* **Task instructions**:
Continue the press release about the ERSP review of Helicor's Stress Eraser advertising from where it stops.

* **Passage shown**:
'''

Helicor Inc. Participates In ERSP Forum

New York, NY – Dec. 3, 2008 – The Electronic Retailing Self-Regulation Program (ERSP) has determined that  Helicor Inc., which markets the Stress Eraser Portable Biofeedback Device, has provided a reasonable basis for general performance claims and “clinically proven” claims for relaxation and stress relief. However, ERSP recommended the marketer modify advertising claims related to “mental focus.”

ERSP, the electronic direct-response industry’s self-regulatory forum, is administered by  the Council of Better Business Bureaus with policy oversight by  the National Advertising Review Council.

ERSP  examined broadcast and online advertising for the product pursuant to ERSP’s ongoing monitoring program. Claims at issue in the ERSP  inquiry included:

  • •           “Clinically proven  to relieve stress , help you relax deeply everyday ,and renew your mental focus to help you excel”
  • •           “Winner of the seal of approval from the American Institute of Stress”
  • •           “…clinically proven way to counteract stress”
  • •           “Clinically proven  in numerous independent trials and studies”

'''

Point localization data:
'''

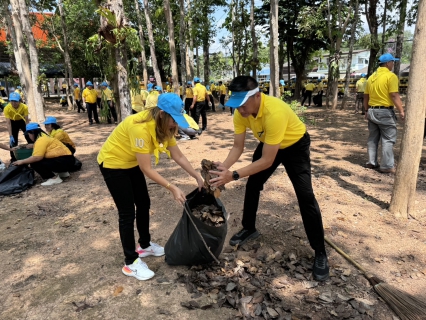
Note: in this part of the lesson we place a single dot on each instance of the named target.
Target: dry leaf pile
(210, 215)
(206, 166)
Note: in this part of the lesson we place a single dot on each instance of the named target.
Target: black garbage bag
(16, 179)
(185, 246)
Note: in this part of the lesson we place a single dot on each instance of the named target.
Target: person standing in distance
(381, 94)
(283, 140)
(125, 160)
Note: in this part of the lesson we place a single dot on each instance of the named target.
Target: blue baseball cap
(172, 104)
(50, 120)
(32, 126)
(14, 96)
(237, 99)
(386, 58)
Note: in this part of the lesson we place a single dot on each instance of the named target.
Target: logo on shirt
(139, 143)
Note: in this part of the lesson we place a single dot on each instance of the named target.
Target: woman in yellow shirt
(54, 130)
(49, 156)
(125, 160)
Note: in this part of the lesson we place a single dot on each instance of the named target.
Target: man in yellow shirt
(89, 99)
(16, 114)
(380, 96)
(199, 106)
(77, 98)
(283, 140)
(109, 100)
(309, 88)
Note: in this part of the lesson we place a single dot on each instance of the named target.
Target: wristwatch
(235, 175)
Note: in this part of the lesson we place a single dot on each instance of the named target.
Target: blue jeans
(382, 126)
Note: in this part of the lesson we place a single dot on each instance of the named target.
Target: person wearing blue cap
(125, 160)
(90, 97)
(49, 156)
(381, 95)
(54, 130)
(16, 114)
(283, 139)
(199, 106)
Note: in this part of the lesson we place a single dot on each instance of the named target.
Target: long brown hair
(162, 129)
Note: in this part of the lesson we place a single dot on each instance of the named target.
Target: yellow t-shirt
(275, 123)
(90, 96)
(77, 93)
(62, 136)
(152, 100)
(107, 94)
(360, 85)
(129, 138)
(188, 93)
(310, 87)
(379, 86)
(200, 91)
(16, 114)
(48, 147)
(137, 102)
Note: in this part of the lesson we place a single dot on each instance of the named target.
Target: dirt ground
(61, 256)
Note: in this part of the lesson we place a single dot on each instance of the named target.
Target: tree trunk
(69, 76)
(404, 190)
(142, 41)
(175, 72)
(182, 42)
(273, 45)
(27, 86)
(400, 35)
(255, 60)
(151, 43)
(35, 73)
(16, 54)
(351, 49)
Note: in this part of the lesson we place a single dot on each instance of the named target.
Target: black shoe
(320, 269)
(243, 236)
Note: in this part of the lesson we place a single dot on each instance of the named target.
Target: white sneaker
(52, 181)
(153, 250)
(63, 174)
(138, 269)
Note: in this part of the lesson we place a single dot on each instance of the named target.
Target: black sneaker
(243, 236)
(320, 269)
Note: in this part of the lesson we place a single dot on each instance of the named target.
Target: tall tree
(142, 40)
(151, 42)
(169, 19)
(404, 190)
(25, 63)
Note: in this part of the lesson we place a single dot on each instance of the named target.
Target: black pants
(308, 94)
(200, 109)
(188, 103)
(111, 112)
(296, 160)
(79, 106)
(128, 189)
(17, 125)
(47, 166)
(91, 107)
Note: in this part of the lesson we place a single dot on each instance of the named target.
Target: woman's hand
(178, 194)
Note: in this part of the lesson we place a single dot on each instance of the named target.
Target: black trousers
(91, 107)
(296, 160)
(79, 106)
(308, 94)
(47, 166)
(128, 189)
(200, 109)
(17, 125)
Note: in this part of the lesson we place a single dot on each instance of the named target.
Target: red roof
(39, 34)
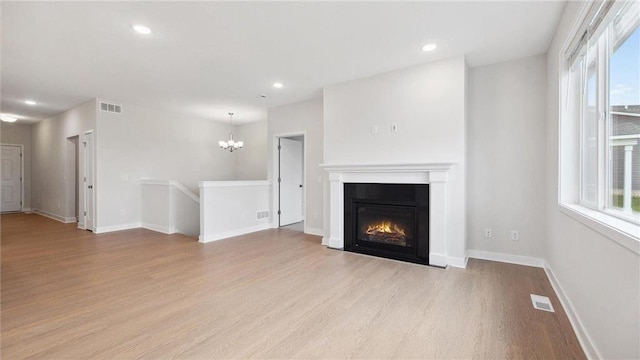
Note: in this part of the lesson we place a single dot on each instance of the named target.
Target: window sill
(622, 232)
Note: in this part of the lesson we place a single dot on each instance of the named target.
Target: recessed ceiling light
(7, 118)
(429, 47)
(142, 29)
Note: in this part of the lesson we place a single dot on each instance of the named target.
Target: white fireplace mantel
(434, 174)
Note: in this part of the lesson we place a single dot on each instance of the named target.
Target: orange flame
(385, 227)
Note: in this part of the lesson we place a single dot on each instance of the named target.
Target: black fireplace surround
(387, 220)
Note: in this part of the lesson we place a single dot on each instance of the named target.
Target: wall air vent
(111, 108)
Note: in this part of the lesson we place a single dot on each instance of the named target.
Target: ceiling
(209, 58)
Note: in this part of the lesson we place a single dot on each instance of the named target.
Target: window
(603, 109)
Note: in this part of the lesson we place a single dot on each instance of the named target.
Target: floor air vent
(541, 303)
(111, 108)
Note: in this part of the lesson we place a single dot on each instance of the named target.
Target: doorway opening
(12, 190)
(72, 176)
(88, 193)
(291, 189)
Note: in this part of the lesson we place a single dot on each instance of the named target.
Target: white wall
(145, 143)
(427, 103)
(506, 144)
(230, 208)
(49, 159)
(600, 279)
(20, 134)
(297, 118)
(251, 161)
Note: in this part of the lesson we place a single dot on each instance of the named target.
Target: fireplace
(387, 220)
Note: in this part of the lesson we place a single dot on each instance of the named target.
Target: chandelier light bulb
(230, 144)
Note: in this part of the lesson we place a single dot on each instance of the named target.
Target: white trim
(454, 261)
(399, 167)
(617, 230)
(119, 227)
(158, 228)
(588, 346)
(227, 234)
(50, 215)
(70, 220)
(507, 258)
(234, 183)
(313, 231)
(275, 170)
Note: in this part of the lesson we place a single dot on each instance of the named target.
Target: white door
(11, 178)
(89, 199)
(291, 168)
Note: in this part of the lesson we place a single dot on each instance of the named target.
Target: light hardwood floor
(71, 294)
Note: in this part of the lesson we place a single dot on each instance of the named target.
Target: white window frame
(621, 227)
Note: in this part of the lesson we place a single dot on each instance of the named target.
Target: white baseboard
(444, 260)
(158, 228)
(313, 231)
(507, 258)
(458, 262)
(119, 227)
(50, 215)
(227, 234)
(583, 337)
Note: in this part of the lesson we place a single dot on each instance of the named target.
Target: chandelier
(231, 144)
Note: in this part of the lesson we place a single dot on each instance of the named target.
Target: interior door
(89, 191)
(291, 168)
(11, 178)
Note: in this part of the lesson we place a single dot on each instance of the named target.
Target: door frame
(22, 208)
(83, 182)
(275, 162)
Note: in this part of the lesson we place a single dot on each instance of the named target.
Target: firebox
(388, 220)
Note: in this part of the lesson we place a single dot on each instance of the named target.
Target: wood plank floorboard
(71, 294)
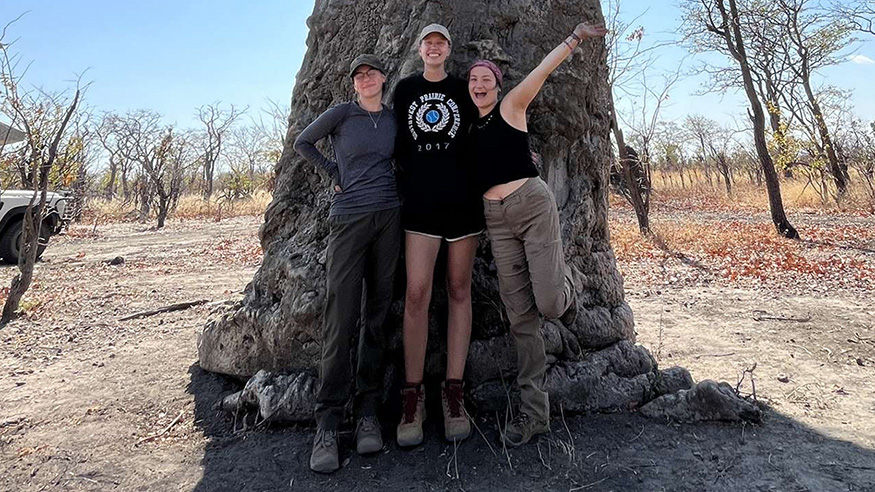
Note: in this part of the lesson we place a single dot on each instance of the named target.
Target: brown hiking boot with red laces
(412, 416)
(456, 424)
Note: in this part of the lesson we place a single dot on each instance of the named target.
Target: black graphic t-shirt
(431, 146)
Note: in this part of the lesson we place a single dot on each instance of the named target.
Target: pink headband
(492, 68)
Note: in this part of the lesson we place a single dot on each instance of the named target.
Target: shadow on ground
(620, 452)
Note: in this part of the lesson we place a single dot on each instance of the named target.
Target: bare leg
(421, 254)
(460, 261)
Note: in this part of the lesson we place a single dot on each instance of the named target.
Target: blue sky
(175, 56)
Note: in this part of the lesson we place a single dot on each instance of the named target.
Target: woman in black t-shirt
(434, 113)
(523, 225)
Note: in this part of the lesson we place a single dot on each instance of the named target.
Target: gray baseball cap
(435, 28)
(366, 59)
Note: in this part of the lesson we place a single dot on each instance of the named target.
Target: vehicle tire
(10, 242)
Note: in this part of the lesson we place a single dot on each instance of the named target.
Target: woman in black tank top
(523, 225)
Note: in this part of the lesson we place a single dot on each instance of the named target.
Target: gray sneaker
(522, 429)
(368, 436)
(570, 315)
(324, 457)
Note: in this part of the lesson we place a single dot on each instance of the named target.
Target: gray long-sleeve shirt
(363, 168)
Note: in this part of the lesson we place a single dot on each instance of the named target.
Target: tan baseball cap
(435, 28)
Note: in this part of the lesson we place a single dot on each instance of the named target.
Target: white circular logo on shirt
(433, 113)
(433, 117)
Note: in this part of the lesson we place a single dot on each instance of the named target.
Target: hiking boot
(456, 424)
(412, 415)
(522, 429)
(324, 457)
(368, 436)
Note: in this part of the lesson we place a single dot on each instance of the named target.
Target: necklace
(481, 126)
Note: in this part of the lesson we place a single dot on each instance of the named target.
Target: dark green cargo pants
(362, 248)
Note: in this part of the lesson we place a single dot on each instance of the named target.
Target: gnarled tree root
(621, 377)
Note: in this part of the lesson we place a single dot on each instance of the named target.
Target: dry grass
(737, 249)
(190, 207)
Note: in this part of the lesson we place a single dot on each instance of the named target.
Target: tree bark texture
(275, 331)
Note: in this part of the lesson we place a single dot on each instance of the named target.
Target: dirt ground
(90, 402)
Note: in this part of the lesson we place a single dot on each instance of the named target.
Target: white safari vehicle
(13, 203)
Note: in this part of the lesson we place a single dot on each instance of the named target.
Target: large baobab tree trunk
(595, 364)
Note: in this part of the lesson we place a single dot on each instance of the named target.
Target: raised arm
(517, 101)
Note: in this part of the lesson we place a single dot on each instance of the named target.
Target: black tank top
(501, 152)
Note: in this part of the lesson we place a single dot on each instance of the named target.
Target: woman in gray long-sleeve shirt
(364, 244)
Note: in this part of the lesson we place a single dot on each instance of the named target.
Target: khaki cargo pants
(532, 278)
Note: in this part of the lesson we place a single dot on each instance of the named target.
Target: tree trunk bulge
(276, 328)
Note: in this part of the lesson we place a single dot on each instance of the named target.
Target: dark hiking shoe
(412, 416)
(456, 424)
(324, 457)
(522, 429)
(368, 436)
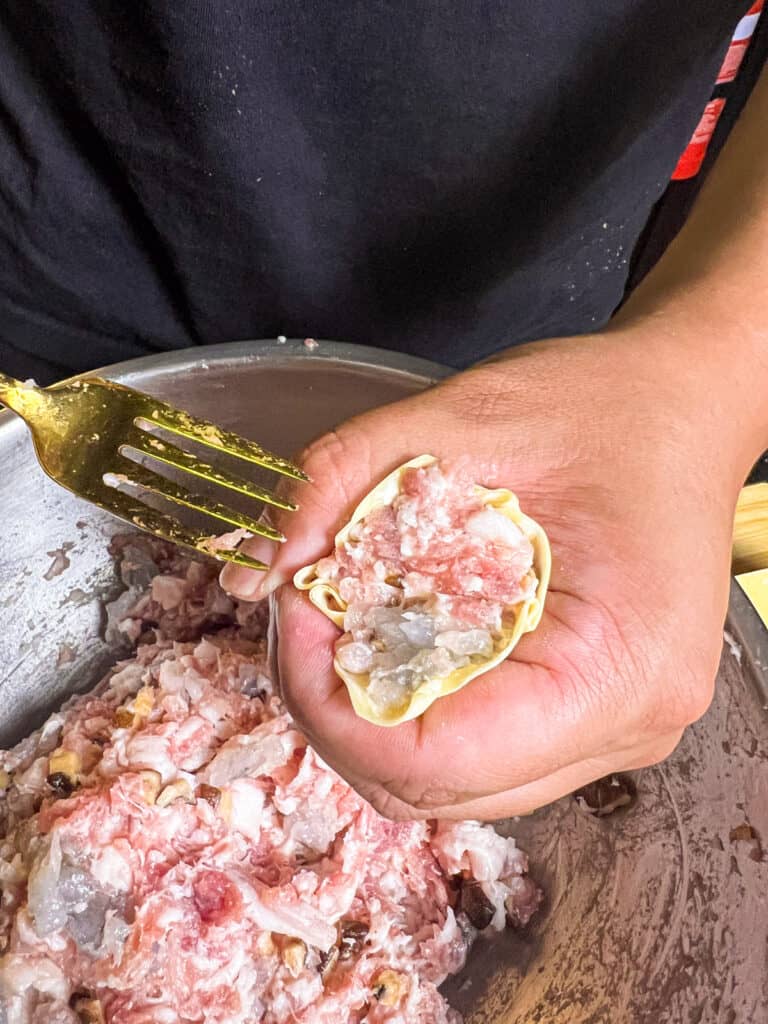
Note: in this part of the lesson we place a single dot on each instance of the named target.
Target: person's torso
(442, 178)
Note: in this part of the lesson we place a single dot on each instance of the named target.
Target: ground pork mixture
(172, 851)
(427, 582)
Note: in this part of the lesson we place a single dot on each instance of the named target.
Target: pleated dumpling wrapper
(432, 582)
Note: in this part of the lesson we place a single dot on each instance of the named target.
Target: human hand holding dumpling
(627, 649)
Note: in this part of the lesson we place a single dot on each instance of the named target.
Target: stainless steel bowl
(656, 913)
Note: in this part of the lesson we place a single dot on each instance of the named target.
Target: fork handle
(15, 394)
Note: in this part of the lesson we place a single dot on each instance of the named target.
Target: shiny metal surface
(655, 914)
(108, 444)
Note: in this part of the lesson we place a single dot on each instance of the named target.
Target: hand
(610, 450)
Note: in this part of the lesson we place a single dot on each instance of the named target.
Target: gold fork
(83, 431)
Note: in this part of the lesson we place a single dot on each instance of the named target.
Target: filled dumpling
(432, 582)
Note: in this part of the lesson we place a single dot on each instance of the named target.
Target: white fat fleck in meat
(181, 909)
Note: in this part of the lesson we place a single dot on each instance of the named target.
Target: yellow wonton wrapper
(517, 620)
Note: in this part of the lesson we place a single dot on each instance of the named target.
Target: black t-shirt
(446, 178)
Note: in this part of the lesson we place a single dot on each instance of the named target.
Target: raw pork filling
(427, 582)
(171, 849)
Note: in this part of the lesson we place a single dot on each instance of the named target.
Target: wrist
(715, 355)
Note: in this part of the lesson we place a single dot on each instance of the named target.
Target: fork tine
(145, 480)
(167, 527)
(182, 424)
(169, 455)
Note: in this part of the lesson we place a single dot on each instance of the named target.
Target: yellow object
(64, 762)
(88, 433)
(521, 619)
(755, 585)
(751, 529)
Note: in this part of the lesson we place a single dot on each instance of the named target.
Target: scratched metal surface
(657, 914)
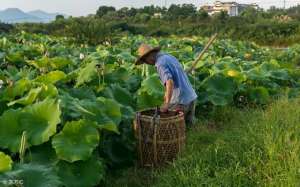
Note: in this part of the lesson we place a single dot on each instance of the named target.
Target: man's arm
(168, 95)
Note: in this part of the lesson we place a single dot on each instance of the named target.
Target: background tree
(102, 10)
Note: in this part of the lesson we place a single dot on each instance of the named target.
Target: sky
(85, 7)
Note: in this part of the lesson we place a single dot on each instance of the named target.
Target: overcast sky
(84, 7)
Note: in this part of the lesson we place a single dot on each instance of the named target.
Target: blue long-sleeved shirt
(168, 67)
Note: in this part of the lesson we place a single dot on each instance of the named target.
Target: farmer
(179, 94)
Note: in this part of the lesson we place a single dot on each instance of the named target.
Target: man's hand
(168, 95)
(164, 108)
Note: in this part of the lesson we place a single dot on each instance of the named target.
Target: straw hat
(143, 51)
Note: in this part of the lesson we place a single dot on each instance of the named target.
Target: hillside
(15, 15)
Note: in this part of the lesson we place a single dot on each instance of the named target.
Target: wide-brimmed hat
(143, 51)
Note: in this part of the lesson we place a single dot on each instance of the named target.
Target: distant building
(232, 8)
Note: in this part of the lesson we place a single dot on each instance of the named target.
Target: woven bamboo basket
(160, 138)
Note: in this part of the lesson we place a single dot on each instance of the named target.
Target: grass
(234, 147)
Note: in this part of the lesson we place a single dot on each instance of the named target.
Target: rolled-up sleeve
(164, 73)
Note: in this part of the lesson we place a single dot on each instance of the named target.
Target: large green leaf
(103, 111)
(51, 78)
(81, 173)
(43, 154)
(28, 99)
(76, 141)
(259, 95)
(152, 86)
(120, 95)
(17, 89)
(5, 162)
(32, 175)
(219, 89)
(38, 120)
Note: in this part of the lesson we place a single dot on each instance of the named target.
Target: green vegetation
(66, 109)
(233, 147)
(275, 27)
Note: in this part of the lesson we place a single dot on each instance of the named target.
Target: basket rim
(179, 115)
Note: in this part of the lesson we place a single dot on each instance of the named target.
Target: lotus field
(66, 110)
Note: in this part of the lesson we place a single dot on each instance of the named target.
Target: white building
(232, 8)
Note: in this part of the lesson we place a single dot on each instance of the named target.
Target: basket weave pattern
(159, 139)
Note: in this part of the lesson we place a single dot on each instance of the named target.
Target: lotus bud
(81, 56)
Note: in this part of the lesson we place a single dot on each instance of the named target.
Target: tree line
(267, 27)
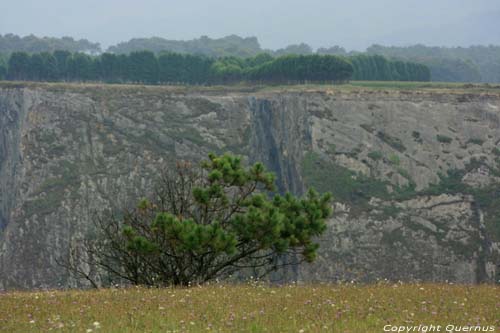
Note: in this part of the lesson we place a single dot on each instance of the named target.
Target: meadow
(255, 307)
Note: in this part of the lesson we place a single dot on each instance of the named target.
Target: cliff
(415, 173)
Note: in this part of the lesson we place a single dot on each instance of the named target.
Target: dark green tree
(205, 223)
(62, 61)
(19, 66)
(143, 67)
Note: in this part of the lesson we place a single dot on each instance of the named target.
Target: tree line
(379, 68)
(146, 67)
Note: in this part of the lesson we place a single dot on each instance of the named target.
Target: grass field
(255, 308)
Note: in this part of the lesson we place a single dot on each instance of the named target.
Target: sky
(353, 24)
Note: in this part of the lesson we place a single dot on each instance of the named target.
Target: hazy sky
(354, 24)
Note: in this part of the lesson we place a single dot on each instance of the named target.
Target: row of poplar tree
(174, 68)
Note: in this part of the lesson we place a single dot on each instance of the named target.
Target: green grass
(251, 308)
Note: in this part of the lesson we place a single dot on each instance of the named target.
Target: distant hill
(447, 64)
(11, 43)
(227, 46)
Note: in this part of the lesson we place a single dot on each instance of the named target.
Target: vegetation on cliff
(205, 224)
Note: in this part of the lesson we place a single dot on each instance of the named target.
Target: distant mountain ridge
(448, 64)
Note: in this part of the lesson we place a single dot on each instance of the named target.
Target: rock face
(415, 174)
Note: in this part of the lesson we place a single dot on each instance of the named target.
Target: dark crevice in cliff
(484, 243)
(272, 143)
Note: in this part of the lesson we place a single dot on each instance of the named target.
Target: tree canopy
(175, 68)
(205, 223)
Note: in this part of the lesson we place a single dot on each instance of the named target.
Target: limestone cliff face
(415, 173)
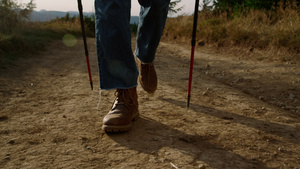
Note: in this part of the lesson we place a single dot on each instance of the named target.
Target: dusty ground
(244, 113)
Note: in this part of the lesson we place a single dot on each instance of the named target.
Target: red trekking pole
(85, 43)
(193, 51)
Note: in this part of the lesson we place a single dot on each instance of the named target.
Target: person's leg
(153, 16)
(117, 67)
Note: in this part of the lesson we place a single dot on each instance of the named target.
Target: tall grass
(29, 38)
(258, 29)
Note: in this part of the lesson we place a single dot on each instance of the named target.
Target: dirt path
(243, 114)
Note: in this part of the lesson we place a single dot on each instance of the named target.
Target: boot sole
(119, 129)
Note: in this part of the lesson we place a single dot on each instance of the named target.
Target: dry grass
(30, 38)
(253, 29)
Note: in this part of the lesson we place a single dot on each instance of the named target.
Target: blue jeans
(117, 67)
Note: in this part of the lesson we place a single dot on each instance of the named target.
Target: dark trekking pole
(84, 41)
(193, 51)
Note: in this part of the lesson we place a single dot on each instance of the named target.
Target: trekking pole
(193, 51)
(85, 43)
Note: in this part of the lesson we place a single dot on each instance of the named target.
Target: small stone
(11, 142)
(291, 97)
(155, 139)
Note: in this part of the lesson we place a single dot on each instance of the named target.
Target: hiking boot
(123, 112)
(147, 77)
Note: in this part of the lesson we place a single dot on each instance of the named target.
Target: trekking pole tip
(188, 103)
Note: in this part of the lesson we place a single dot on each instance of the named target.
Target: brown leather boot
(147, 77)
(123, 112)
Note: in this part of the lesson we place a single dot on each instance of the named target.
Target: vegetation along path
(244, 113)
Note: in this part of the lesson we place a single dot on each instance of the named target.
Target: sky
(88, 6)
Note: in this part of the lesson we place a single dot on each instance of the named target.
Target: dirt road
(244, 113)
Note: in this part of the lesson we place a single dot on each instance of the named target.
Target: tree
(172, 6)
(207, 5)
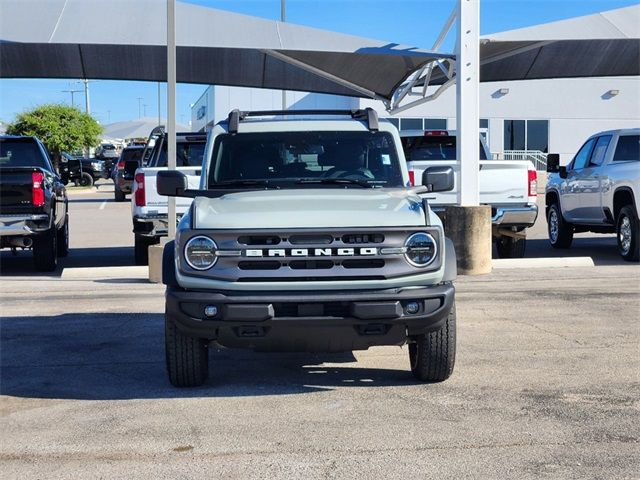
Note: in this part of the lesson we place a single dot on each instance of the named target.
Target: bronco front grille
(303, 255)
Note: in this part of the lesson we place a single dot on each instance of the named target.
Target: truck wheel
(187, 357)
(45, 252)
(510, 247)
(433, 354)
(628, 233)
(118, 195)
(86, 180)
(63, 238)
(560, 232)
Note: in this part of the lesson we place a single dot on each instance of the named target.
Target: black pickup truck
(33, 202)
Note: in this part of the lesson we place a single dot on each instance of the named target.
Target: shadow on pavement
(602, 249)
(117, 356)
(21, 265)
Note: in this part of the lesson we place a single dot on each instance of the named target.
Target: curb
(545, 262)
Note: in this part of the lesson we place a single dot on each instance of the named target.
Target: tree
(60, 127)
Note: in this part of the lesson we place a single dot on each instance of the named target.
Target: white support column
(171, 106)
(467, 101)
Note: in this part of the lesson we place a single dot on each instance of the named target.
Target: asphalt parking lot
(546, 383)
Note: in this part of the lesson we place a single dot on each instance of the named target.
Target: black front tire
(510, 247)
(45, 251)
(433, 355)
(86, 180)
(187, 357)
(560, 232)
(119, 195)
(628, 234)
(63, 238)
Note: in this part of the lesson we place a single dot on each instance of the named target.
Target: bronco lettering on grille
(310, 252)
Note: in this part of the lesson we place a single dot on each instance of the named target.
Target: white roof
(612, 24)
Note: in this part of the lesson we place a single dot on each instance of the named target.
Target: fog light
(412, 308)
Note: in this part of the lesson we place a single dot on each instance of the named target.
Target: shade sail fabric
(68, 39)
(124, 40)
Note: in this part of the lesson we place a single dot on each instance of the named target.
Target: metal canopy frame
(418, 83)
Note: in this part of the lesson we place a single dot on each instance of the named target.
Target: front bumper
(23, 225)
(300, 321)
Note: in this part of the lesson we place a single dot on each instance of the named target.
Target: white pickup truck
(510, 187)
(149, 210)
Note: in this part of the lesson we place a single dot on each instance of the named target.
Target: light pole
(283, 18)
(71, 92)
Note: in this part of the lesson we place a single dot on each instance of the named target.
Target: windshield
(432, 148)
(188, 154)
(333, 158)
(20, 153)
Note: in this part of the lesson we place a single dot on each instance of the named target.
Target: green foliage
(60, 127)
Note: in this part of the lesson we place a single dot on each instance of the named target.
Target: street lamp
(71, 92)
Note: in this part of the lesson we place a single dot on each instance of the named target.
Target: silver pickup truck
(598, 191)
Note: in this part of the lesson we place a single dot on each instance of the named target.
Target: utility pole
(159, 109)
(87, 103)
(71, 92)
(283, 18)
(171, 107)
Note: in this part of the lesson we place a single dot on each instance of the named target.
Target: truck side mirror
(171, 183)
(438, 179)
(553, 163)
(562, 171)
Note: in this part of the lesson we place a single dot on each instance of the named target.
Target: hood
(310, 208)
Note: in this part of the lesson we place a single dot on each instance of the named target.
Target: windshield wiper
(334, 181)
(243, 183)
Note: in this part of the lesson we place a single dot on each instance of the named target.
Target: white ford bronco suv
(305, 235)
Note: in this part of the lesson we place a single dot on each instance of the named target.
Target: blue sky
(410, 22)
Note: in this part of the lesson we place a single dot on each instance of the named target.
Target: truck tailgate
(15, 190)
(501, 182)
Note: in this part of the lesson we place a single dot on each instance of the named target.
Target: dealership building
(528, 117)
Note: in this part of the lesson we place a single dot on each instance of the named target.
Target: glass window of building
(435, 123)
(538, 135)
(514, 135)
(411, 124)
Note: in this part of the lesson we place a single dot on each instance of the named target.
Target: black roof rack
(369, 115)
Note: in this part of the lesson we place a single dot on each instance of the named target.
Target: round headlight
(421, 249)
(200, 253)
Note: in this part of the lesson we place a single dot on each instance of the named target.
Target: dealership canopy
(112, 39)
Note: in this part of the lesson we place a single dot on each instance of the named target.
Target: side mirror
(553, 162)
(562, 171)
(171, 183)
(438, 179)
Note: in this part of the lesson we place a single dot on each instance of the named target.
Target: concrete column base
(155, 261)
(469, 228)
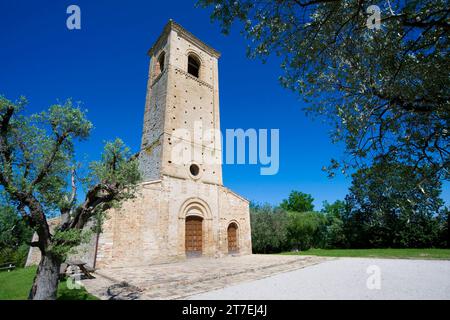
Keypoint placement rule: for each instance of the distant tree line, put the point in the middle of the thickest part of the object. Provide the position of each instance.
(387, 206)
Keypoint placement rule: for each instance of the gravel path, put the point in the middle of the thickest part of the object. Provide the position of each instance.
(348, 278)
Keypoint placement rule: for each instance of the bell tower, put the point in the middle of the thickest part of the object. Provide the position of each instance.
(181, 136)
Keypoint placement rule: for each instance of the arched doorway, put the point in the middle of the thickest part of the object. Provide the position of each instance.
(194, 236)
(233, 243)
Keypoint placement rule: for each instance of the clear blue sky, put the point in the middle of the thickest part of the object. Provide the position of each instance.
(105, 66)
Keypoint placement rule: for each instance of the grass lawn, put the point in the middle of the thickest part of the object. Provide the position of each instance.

'''

* **Reply to the exercise**:
  • •           “Introducing a breakthrough medical device that actually reverses stress”
  • •           “Use it for just 15 minutes a day and feel rejuvenated and completely stress free”
  • •           “Now  for the first time ever you can get all the benefits of biofeedback
  • relaxation training from a revolutionary hand held device”
  • •           “Traditional biofeedback systems require expensive office visits, headphones, chest straps, fingertip leads, power cords, software, and technicians. The stress eraser gives you all the same  therapeutic benefits without the hassles or high cost.”
  • •           “The Stress  Eraser trains you to be able to shift from the stressed mode, into the relaxed parasympathetic mode [Claire Wheeler, M.D., Ph.D.]”

ERSP  determined that evidence submitted by  the marketer provided a reasonable basis for its general performance claims and claims that the product is “clinically proven” for relaxation and to relieve stress. Further, ERSP  determined that the marketer provided a reasonable basis for the comparative claim regarding traditional biofeedback systems, as well as the expert endorsement. ERSP  determined, as well, that documentation from the American Institute of Stress submitted by  the marketer provided a reasonable basis for the claim that  the product was the “Winner of the seal of approval from the American Institute of Stress.”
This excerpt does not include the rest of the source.